▸ **What needs to be done**
Once the pictures are set aside, retype the remaining entries exactly.

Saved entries

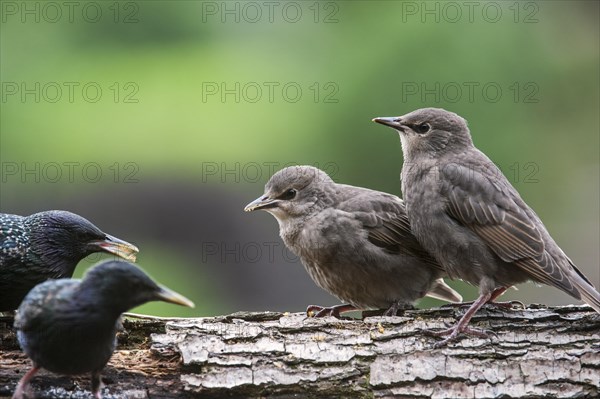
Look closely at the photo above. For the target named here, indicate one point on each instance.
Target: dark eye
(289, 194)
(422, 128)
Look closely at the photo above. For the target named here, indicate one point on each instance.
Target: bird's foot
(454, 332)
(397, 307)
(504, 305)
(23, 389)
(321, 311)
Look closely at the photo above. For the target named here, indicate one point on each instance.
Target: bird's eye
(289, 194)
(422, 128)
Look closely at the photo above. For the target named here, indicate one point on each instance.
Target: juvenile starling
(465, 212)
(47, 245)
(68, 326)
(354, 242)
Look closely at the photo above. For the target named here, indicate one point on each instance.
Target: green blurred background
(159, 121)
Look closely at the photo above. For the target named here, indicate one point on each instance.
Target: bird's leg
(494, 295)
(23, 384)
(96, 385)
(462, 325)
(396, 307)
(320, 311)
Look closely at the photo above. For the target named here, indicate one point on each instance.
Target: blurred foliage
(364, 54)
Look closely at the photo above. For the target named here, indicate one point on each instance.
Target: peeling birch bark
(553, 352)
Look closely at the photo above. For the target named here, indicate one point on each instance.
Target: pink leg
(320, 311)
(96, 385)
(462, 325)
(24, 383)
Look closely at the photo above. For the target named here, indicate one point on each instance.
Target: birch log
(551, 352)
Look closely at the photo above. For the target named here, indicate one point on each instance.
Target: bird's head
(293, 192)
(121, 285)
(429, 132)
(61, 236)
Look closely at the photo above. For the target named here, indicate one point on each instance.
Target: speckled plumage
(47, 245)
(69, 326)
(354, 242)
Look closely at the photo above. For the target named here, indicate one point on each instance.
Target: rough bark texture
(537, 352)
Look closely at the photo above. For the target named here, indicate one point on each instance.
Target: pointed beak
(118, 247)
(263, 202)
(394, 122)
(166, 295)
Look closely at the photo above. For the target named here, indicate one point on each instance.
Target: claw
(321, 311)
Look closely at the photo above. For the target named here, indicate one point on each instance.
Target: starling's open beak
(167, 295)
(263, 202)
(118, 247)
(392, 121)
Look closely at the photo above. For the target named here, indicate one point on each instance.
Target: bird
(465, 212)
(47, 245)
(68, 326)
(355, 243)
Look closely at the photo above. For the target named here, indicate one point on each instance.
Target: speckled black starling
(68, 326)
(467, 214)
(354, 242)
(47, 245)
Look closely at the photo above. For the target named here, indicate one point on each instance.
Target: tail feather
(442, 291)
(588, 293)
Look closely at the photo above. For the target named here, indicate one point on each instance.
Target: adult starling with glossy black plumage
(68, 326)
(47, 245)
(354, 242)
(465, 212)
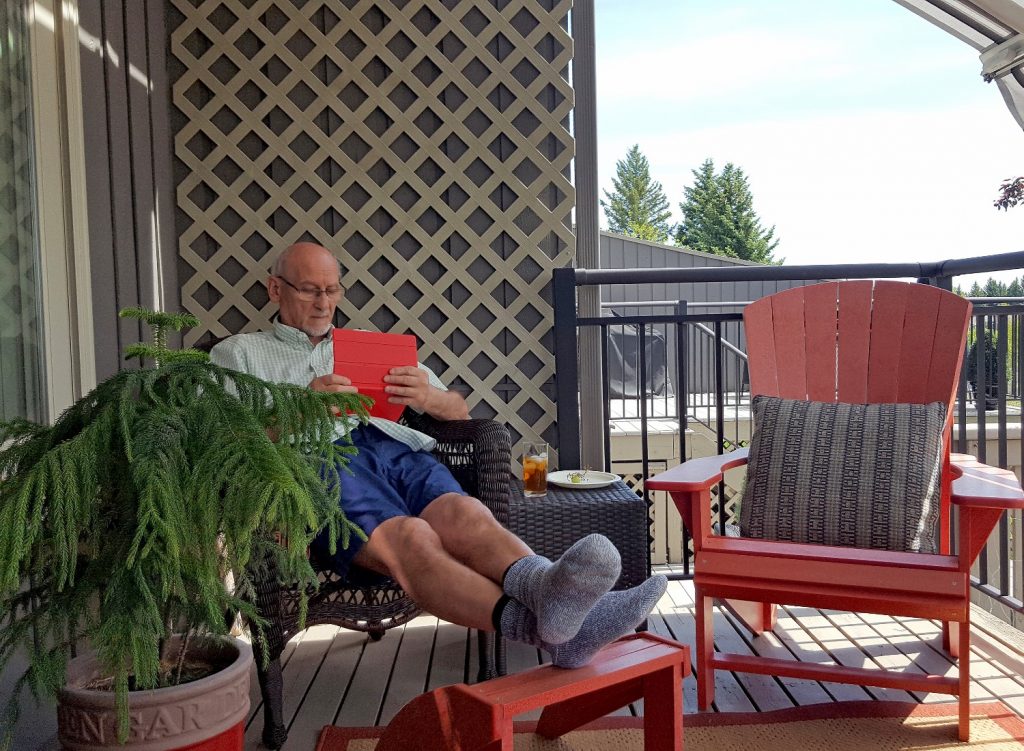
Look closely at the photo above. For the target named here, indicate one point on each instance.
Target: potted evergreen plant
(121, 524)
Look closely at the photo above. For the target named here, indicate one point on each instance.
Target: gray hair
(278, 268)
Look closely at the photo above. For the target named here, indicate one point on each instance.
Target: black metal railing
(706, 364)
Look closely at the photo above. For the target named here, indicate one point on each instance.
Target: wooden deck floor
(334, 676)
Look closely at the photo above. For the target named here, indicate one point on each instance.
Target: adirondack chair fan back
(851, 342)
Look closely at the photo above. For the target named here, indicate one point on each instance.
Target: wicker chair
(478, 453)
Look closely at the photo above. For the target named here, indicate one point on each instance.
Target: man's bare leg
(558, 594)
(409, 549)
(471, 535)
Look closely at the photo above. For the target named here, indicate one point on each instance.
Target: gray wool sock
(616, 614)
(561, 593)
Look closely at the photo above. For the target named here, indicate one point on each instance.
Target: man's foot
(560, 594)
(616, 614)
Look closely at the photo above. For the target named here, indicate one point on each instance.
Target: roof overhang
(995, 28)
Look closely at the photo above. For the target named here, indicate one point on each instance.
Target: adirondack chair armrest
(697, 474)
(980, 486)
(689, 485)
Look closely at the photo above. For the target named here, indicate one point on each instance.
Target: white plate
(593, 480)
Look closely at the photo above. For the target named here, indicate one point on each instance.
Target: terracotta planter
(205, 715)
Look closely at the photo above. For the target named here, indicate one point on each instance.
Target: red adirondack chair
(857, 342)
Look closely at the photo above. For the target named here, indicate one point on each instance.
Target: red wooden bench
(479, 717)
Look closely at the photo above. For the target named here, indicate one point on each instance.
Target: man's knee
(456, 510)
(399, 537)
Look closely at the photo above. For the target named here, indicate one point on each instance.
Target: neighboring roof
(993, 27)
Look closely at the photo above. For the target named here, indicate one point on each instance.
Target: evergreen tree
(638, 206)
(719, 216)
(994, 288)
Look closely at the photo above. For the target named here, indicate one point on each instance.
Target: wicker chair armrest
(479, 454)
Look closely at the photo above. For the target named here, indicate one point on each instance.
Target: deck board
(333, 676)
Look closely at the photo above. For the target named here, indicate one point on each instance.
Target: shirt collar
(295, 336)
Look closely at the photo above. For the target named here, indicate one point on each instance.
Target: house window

▸ **Answer to the exercise**
Look closely at the photo above. For the target named here, indicate one point on each instance.
Target: dark eye
(289, 194)
(422, 128)
Look closely at the photo above. For the target named here, indicate one point on each instance.
Target: bird's foot
(454, 332)
(397, 307)
(504, 305)
(23, 389)
(321, 311)
Look closely at the photo above. For the target named here, indicate one point on each instance.
Target: bird's eye
(289, 194)
(422, 128)
Look closely at the photo above. For the target named here, indicate one point on each instance.
Target: juvenile starling
(465, 212)
(47, 245)
(68, 326)
(354, 242)
Look closely at the photo above. For the target named here, indicate one point on each instance.
Target: green blurred background
(159, 121)
Look closely at the photo above. For the target named here, indicate one point on each instance.
Target: bird's leg
(494, 295)
(23, 384)
(96, 385)
(462, 325)
(396, 307)
(320, 311)
Look closely at the photo above. For the target named here, indicate one point on each instance.
Target: blurred foliage
(364, 54)
Look closely at the photo above. For the target named here, indicate one point on each instance.
Target: peeling birch bark
(553, 352)
Look closely at the photo above. For the target named here, indicate one point on each instance.
Target: pink leg
(320, 311)
(96, 385)
(462, 325)
(24, 383)
Look closely at the photo above. For the target named here, indicate one point on each instance.
Target: birch log
(551, 352)
Look closely at the photo above. For the target named here, indicate one point on each instance.
Target: bird's head
(293, 192)
(121, 285)
(429, 132)
(61, 236)
Look closely at the photo above. For the target named here, indicate one point on each instance.
Target: speckled plumage
(47, 245)
(69, 326)
(354, 242)
Look closely at the photo above. For the target named here, indicate one point on each instance.
Target: rough bark texture
(537, 352)
Look closely at the photo above. For the target named here, indicate one point on each instance.
Target: pointed beak
(118, 247)
(263, 202)
(394, 122)
(166, 295)
Look closely at the photo above. For the target named here, indicate one point on each instance.
Target: claw
(321, 311)
Look closely at the photo above. For the target named here, indicate one point on each instance.
Target: starling's open beak
(167, 295)
(263, 202)
(118, 247)
(392, 121)
Look closely at the photo above. For the target named here, indicate one point on each instance.
Target: bird
(465, 212)
(47, 245)
(68, 326)
(355, 243)
Look closely at the photo above. For the target named here, indicate one point on each instance.
Target: speckled black starling
(68, 326)
(467, 214)
(354, 242)
(47, 245)
Look closely at the photo above. For the target named here, indicate one point on each instance.
Target: tail feather
(442, 291)
(588, 293)
Look closely at the photo above. For the target named here, indicate one point on each instance.
Target: adult starling with glossy black plumage
(68, 326)
(47, 245)
(354, 242)
(465, 212)
Look closely at the photo above. For the target named here, indicate one point on each instance.
Target: potted evergreen plant
(121, 524)
Look closely at the photo above. For the target named here, indicate one point on each instance.
Target: gray hair
(278, 268)
Look closely at the photo above. For the target named here, indicate one point on each instance.
Target: black metal railing
(706, 364)
Look closely at the photo above. For the target named here, indicate one point on each instance.
Target: wooden deck floor
(334, 676)
Look closely at the photo above. For the target named here, indicate one point on each instance.
Target: adirondack chair fan back
(851, 342)
Look closely at the photo above. For the target named here, indicate one point on each instance.
Target: wicker chair
(478, 453)
Look closely at the photo above. For the target named here, indicate one point on each instance.
Target: man's bare leg
(558, 594)
(409, 549)
(471, 535)
Look closely at the photo above. For the target named here, indicate one point on each instance.
Target: gray wool sock
(616, 614)
(561, 593)
Look closely at the photo above. For the target named here, indicate one point on each instance.
Target: man's foot
(560, 594)
(616, 614)
Look closely at the photo above. For the target named here, indicate one point on each instance.
Target: roof overhang
(995, 28)
Look closely at the photo above. For the target named here, indicate one point on each instance.
Target: adirondack chair armrest
(697, 474)
(980, 486)
(689, 485)
Look closely at the photo above. For the target named here, indicate one point on each instance.
Target: white plate
(593, 480)
Look closely at the photo above. For the target named here, indicate one point on each instance.
Target: terracotta planter
(205, 715)
Look closely at the photo above. For the target named here, indicate one point on each instance.
Target: red adirondack chair
(857, 342)
Look closely at the photo above. For the target named here, indicate one point on each instance.
Target: red wooden bench
(479, 717)
Look closely at the photo above. For the target named here, indicate one point on each instance.
Target: man's knee
(456, 510)
(399, 537)
Look closely at the photo above. For the target named here, indicate one point on each instance.
Target: neighboring roof
(993, 27)
Look closely at the photo above. For the target named here, indicate one point on each instance.
Target: evergreen tree
(638, 206)
(719, 216)
(994, 288)
Look closely at the photo above. For the target named here, indicate one point on each instance.
Target: wicker chair armrest
(479, 454)
Look closely at the photo above. For the target named here, indicate one point on each instance.
Target: deck board
(333, 676)
Look closely at the photo above. For the target named here, indicate one point on each instance.
Target: shirt collar
(295, 336)
Look closely at the photo above. For the target named here, indicate one point on each instance.
Target: house window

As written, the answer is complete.